STATED TASK: Count the rows below that contain the string "dried", matching case exactly, and give only the number.

____

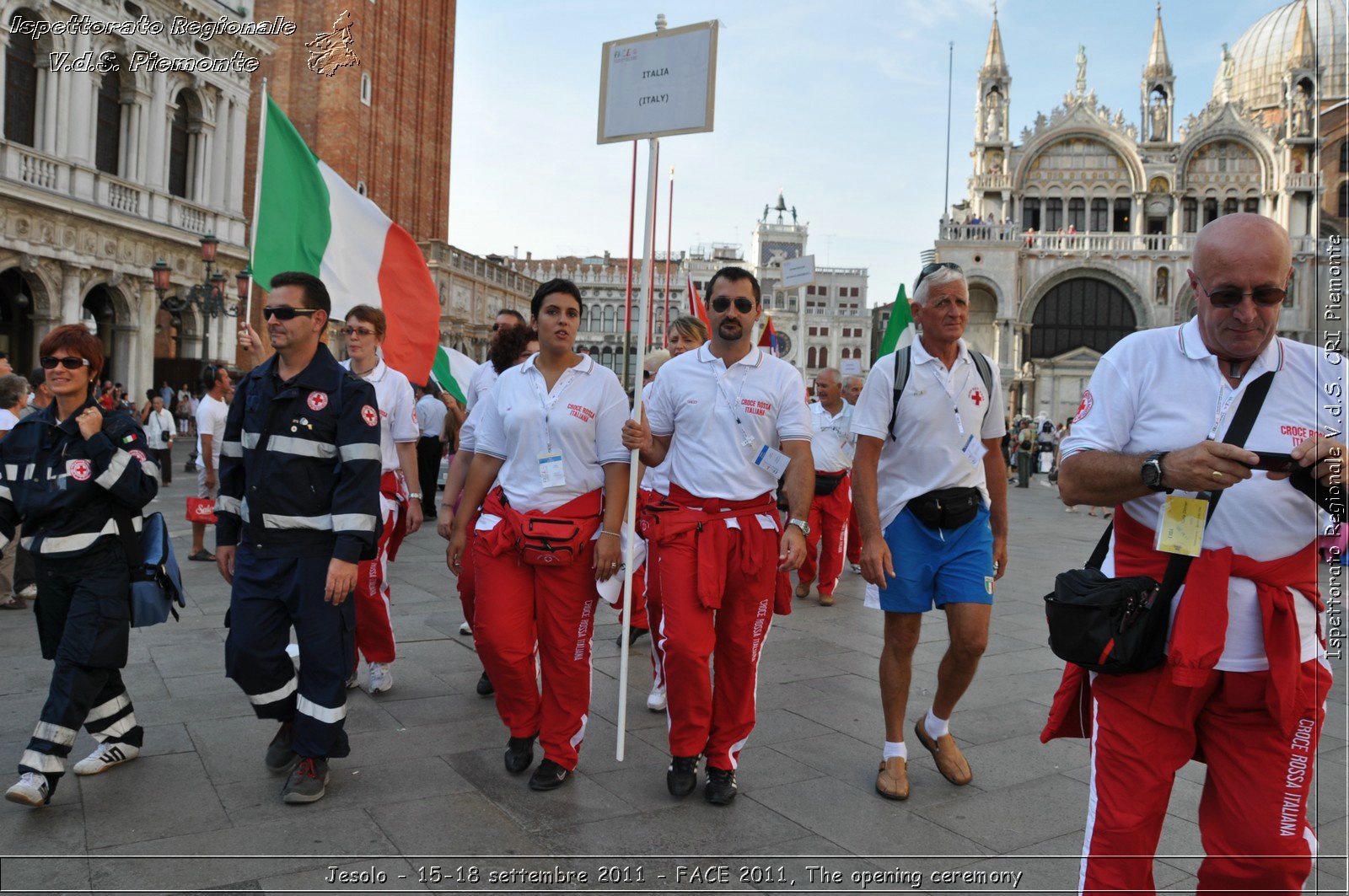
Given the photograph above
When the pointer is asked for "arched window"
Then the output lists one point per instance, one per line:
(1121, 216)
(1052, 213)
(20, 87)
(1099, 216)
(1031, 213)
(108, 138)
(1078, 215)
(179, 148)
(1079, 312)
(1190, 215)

____

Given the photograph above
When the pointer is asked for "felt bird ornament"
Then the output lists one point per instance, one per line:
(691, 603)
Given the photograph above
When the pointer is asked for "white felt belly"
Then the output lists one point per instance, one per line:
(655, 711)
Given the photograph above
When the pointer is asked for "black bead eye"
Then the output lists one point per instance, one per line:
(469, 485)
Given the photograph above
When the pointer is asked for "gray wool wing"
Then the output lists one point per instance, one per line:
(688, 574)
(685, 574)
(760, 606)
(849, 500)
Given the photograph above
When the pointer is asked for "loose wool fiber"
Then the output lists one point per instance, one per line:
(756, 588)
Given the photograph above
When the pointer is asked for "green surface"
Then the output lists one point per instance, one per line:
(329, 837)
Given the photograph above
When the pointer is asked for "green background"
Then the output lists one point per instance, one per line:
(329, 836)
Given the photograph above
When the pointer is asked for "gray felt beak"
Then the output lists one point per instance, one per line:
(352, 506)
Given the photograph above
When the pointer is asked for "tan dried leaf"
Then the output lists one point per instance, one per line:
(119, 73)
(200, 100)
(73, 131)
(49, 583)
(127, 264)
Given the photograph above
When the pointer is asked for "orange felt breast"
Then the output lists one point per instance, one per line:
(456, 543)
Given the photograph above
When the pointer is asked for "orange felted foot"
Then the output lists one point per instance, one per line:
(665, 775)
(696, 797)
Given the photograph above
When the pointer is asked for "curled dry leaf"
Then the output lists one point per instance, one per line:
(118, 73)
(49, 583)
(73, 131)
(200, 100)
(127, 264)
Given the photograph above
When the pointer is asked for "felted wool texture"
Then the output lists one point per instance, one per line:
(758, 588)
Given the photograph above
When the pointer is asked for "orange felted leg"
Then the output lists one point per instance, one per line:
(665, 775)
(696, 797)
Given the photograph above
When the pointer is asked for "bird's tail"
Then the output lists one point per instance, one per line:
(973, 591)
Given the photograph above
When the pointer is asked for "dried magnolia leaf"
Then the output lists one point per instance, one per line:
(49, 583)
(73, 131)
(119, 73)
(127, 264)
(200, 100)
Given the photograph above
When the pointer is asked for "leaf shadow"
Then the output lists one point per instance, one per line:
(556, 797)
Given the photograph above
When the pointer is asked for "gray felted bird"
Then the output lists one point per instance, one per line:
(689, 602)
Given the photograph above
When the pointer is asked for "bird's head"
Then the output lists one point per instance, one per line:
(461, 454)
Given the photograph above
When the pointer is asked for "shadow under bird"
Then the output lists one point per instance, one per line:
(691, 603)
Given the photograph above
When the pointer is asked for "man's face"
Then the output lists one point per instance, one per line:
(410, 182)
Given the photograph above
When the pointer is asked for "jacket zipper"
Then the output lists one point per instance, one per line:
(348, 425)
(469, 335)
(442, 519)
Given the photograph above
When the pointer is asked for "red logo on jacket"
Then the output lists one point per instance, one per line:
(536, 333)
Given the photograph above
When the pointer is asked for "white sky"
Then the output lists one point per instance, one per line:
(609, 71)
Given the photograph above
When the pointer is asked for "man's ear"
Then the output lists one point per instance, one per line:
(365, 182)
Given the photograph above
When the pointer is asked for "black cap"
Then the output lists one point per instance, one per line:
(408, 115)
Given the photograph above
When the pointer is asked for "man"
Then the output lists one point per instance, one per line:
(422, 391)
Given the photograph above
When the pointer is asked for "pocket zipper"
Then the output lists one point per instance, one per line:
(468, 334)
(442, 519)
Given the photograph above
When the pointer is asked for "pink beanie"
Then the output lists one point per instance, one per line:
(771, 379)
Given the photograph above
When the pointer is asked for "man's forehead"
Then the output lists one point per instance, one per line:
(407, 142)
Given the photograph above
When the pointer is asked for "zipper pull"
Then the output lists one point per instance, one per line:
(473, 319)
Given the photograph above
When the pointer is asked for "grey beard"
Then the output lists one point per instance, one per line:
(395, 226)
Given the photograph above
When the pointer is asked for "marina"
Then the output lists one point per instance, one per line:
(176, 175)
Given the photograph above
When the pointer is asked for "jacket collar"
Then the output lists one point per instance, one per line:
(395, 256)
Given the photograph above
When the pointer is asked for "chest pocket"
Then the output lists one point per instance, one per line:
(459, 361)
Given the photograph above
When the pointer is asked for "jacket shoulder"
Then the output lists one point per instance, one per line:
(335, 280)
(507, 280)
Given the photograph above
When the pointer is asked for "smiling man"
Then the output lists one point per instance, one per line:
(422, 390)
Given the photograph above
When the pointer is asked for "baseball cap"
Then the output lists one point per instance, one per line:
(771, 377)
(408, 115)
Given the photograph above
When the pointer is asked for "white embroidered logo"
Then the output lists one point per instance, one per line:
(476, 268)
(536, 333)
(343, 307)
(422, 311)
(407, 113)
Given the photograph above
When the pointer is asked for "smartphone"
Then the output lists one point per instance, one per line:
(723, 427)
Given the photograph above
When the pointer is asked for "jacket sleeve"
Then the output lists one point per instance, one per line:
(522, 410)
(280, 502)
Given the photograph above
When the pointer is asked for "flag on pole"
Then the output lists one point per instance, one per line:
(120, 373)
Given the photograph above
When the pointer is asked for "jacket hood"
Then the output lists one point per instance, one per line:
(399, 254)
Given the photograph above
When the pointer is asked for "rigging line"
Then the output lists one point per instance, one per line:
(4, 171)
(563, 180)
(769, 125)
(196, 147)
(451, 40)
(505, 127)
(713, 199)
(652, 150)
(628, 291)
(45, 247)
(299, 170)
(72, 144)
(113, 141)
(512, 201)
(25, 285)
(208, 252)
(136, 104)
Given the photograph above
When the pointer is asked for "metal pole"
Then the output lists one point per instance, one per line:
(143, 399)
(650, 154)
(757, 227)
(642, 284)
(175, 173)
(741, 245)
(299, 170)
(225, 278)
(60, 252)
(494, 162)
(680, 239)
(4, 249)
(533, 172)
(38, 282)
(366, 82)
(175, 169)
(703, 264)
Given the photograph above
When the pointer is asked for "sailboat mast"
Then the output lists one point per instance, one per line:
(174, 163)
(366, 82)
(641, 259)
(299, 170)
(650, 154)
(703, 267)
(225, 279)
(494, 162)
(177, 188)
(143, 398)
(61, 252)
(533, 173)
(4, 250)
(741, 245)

____

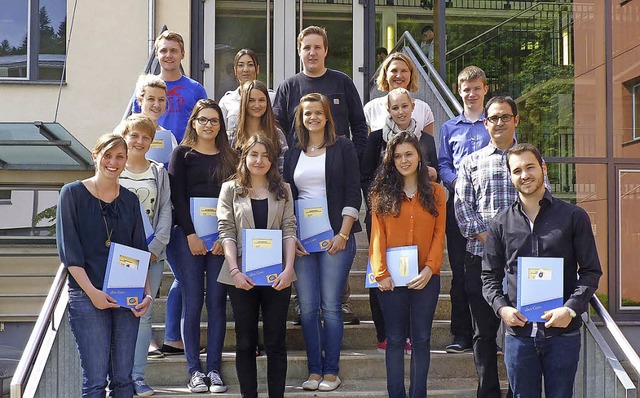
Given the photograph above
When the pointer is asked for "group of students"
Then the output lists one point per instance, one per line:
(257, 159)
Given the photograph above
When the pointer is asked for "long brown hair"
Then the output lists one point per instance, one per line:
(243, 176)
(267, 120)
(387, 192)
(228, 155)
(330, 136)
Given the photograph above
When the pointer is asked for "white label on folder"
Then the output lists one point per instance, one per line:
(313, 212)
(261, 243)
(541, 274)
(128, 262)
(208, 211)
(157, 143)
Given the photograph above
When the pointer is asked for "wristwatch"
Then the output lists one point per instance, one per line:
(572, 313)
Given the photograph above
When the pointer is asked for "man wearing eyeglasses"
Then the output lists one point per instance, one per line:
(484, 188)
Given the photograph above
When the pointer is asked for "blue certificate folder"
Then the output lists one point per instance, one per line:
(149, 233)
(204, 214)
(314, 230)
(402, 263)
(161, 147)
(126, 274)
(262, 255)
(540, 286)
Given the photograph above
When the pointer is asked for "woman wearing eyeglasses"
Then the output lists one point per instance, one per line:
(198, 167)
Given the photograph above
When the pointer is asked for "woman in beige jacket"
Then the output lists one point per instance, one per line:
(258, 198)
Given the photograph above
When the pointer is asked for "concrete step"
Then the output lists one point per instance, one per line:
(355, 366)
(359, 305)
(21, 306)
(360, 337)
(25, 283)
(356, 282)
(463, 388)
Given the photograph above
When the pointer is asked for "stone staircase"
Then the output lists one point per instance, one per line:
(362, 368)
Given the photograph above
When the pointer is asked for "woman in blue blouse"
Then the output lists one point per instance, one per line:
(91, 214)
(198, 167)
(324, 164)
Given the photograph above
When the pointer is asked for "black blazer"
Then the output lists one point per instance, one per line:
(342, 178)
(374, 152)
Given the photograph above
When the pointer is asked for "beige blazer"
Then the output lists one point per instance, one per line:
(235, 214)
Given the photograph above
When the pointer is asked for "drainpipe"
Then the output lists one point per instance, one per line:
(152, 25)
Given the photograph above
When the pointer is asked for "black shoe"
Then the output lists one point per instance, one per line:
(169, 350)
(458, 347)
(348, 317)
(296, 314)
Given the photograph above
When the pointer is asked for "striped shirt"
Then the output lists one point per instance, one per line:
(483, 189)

____

TASK RESULT: 2